Natural-language object grounding data
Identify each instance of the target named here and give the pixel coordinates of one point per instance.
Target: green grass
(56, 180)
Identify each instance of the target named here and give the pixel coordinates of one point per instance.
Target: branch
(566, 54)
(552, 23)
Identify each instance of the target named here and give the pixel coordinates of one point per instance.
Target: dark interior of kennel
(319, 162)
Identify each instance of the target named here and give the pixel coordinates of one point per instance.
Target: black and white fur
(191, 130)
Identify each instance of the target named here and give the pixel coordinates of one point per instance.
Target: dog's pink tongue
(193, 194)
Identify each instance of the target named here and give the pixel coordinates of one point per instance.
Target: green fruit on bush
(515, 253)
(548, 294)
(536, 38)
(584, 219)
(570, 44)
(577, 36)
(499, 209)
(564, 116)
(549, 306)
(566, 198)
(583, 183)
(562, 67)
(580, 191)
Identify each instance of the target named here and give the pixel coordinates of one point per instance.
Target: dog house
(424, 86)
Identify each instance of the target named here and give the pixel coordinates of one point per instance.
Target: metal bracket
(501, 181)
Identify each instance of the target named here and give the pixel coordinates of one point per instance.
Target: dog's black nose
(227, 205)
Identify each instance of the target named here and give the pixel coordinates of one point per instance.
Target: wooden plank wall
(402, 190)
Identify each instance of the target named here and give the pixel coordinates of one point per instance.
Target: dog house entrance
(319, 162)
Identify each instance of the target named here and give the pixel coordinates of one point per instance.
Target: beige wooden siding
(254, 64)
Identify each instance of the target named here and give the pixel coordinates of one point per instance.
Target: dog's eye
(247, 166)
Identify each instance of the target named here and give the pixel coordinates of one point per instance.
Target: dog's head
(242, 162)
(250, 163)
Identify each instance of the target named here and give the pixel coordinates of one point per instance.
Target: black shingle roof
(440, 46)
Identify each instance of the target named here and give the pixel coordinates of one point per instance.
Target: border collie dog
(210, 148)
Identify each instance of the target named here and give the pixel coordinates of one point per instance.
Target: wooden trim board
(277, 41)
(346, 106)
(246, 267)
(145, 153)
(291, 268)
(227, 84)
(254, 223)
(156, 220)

What you will do: Nothing in the entries above may be left out; retype them all exactly.

Task answer:
Identify each instance of the target named here and give the pixel coordinates of one point per instance.
Target: green grass
(56, 180)
Identify each instance of the target named here and give the pixel coordinates of one point per instance.
Target: branch
(566, 54)
(552, 23)
Identify each instance of the target named here and give the pixel coordinates of one point per instance.
Target: dark interior of kennel
(319, 162)
Identify each instance of the target named here and give the pixel coordinates of one point per instance.
Target: black and white fur
(191, 130)
Identify each instance of the target named here and give the pixel coordinates of one point per instance.
Target: dog's pink tongue
(193, 194)
Identify each instance of the target named here and give the pixel coordinates of one point per instance.
Target: green fruit on bush
(515, 253)
(548, 294)
(536, 38)
(584, 219)
(570, 44)
(577, 36)
(499, 209)
(564, 116)
(549, 306)
(566, 198)
(583, 183)
(562, 67)
(580, 191)
Identify each instance of the target named here and give the pixel coordinates of one point per instance.
Target: dog house
(424, 86)
Identify each instance of the target named here and give the pixel coordinates of one point per instance.
Target: metal bracket
(501, 181)
Identify each instance of the target named here and give the pixel coordinates of one point per instance.
Target: dog's black nose
(227, 205)
Identify each instance of the target named here and give the pixel coordinates of one point per instance.
Target: wooden plank wall
(402, 190)
Identify each instance of the target named here and give the pixel coordinates of one point per instance.
Target: dog house entrance
(319, 162)
Identify each instance of the target named here and give the pixel coordinates of one point per instance.
Target: beige wooden siding
(254, 64)
Identify each instance of the target named here and give the pixel coordinates of one point per instance.
Target: dog's eye
(247, 166)
Identify each instance of the target named here and give the pixel coordinates of one point per instance.
Target: dog's head
(242, 162)
(250, 163)
Identify each instance of the target named here and give the pixel coordinates of one point per instance.
Target: black shingle roof
(440, 46)
Identify each instance of the target named here and give the pixel coordinates of one point per instance.
Target: border collie dog
(210, 148)
Identify each instance of the target named here and give the pixel coordinates of one point per instance.
Target: wooden trim board
(277, 41)
(346, 106)
(246, 267)
(145, 153)
(291, 268)
(227, 84)
(254, 223)
(156, 220)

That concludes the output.